__Your instructions__. The expected result is the material below, reproduced exactly from its first line through the line containing "Label a point on each instance of the green leaf in".

__Data to process__.
╔══

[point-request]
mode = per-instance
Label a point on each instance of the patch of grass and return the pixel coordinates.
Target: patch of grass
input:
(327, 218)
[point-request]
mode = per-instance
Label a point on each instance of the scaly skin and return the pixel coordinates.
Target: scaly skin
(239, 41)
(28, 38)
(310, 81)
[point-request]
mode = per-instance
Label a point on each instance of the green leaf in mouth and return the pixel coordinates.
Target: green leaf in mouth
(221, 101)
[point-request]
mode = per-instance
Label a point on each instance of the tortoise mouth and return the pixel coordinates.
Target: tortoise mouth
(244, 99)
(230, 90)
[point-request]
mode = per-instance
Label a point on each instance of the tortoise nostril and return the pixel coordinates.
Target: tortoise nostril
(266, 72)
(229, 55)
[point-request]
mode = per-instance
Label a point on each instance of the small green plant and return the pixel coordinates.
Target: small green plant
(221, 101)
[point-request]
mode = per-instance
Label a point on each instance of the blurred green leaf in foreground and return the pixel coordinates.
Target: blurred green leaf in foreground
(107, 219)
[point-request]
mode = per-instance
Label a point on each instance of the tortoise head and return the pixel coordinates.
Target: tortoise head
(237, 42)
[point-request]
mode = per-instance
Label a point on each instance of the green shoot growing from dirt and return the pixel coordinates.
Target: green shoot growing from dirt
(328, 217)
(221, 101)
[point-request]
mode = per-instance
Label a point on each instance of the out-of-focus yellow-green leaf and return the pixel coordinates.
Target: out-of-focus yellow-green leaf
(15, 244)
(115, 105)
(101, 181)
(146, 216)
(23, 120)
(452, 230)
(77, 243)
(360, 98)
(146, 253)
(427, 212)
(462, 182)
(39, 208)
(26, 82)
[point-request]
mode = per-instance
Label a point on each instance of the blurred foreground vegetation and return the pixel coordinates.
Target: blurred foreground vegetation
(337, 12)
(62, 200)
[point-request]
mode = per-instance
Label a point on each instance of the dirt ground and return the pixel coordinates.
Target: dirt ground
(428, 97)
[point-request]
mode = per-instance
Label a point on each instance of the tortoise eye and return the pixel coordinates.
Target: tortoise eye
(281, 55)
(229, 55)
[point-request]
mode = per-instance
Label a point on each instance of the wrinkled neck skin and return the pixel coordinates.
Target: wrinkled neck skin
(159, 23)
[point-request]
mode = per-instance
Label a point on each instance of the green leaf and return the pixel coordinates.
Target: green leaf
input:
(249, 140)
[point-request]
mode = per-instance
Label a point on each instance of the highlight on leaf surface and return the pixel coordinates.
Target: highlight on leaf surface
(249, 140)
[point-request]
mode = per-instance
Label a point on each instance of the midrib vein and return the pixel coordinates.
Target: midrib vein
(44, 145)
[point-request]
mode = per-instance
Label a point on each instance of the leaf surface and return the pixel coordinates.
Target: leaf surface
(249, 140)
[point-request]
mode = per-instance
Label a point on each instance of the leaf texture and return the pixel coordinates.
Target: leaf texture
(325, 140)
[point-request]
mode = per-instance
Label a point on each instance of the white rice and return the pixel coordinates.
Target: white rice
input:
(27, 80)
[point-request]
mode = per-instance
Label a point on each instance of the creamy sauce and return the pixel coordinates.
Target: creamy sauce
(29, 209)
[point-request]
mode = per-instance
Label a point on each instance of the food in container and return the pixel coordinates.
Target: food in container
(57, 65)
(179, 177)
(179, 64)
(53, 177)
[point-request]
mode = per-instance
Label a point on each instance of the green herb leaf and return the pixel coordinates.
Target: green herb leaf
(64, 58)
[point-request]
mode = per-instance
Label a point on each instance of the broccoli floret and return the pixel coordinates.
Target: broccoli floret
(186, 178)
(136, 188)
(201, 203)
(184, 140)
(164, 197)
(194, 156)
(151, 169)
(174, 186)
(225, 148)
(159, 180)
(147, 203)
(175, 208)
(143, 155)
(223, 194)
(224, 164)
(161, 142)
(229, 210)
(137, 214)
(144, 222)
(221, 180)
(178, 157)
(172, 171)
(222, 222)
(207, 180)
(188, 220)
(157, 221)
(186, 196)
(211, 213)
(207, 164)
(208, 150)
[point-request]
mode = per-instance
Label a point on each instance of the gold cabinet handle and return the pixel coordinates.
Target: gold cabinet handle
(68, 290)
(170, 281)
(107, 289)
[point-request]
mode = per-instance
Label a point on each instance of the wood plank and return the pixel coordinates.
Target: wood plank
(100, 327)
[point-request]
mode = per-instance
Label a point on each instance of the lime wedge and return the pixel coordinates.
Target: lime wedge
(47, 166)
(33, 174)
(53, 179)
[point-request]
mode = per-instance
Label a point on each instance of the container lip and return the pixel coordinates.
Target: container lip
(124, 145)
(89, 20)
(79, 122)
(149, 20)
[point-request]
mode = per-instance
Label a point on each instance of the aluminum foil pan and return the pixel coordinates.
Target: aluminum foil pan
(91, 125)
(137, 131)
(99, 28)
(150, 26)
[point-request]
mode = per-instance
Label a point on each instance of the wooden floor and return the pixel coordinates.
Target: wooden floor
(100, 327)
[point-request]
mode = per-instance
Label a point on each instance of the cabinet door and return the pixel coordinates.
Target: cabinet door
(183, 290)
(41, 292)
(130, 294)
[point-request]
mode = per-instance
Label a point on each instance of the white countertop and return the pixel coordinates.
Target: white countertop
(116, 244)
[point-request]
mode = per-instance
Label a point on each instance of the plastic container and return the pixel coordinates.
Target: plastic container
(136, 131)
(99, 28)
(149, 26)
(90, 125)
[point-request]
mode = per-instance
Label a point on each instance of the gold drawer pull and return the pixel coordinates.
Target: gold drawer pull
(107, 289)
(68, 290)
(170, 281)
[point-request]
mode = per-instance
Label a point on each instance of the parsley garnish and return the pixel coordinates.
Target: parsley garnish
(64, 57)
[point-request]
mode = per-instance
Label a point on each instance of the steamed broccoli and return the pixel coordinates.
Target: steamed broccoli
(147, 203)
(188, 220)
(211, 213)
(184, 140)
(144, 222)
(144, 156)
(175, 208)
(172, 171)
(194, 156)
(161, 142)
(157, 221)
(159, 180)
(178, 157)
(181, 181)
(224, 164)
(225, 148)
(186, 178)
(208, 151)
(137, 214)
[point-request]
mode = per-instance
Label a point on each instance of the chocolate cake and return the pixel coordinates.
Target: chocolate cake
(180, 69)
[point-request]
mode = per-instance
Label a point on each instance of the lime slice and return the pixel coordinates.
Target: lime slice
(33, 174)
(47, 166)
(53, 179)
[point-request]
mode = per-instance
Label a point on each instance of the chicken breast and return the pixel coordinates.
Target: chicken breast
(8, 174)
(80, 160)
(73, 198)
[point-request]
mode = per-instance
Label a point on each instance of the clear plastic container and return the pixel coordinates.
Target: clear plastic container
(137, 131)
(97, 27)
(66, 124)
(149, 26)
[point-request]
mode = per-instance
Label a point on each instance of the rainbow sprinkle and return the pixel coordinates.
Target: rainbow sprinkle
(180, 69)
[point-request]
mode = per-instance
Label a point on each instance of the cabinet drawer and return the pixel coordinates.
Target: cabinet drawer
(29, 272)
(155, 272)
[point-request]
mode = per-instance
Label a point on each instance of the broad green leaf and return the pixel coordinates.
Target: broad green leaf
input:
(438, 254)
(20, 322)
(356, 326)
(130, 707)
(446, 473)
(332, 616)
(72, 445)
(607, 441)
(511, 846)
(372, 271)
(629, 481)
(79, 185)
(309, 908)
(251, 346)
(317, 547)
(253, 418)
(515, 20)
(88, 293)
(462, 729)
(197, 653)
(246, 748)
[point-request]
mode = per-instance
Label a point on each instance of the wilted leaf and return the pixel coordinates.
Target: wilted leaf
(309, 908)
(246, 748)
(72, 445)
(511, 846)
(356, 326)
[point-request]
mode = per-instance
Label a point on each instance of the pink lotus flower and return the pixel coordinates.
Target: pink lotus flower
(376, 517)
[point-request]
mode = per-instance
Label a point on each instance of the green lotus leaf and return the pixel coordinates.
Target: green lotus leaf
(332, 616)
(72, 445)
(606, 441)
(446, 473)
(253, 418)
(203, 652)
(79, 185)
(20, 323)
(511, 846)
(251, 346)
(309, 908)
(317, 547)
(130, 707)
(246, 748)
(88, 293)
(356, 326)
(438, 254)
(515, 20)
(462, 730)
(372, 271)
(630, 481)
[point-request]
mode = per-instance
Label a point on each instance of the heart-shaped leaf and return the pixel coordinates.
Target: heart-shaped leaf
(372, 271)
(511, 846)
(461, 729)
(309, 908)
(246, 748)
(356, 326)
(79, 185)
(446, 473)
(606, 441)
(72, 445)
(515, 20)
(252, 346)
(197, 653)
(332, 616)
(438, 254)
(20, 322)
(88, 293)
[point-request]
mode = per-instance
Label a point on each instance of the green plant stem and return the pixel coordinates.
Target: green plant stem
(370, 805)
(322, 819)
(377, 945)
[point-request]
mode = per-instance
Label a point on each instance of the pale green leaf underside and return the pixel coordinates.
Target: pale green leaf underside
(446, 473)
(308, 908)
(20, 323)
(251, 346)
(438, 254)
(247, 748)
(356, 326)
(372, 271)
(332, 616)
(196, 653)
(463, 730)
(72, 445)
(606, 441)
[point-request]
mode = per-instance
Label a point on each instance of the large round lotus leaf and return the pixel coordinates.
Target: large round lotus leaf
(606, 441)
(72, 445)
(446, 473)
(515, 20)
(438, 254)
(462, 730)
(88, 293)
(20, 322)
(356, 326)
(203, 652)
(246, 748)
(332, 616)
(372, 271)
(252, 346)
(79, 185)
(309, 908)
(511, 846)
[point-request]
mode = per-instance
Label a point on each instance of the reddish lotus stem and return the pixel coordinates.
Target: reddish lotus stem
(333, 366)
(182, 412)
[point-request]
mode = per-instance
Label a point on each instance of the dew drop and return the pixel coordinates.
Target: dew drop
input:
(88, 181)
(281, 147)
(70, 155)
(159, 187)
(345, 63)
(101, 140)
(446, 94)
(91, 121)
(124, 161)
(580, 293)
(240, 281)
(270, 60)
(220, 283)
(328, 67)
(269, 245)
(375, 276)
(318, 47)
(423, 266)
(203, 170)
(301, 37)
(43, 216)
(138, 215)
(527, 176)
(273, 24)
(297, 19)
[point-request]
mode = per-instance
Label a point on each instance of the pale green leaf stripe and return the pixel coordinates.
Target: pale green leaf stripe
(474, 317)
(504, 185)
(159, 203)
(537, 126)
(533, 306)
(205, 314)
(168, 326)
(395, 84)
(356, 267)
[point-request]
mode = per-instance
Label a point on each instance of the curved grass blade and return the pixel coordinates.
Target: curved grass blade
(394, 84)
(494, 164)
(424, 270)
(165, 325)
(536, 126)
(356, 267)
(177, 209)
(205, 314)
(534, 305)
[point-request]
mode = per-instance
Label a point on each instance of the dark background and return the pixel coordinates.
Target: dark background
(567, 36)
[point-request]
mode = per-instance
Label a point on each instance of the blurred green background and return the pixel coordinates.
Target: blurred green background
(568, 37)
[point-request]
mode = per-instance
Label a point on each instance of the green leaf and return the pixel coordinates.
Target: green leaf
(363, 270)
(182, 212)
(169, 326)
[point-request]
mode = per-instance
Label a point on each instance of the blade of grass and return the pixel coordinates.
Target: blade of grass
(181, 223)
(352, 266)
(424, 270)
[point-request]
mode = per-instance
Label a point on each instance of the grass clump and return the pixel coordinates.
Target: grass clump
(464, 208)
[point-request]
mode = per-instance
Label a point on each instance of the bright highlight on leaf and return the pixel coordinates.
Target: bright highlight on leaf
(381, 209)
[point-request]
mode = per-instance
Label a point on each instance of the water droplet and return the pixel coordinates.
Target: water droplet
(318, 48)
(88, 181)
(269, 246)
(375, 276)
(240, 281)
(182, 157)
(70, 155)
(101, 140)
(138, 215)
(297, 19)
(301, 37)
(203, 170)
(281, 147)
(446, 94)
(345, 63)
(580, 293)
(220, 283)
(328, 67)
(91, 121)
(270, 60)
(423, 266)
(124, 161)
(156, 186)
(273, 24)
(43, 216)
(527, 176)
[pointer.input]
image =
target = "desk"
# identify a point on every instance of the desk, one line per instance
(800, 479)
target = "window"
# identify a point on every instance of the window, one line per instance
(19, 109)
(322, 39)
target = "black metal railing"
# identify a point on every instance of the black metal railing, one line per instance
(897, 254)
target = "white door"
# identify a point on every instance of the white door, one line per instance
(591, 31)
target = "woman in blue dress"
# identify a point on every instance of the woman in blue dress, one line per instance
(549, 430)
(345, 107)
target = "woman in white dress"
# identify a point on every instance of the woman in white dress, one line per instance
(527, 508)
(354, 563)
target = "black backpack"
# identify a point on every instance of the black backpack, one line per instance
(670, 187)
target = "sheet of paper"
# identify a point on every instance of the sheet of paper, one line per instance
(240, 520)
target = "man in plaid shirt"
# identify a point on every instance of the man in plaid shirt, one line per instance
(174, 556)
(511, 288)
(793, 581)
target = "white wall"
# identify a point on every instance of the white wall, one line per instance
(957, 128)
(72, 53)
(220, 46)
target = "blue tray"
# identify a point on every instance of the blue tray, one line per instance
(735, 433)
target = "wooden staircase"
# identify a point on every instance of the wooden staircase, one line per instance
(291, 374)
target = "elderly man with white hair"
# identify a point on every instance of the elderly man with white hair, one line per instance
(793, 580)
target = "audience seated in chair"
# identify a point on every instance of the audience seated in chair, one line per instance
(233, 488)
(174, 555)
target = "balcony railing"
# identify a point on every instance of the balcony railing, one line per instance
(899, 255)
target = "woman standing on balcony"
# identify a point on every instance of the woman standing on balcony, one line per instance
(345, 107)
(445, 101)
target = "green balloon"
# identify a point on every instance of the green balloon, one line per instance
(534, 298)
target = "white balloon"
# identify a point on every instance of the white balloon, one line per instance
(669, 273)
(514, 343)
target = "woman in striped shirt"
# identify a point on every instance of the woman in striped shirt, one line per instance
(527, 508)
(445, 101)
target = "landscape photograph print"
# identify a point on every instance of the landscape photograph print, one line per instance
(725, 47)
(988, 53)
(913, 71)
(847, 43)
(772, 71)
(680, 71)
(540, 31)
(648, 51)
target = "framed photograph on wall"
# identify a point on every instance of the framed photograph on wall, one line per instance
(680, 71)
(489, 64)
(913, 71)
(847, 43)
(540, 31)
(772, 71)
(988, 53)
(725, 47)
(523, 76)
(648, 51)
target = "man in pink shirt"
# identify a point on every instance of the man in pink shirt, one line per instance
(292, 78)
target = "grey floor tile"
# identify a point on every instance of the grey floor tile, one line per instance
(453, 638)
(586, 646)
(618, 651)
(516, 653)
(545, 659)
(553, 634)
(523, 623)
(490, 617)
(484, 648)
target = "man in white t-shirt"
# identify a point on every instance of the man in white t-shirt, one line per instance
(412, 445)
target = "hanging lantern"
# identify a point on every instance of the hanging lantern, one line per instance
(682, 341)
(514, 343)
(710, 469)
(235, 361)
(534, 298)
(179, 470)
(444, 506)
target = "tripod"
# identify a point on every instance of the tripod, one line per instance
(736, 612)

╚══

__Result__.
[point-request]
mode = per-instance
Label a point on each instance of the patch of grass and return the pixel coordinates.
Target: patch of grass
input:
(327, 218)
[point-request]
mode = per-instance
Label a point on each instance of the scaly skin and return the pixel coordinates.
Target: scaly skin
(239, 41)
(28, 38)
(310, 81)
[point-request]
mode = per-instance
Label a point on each instance of the green leaf in mouth and return the pixel coordinates.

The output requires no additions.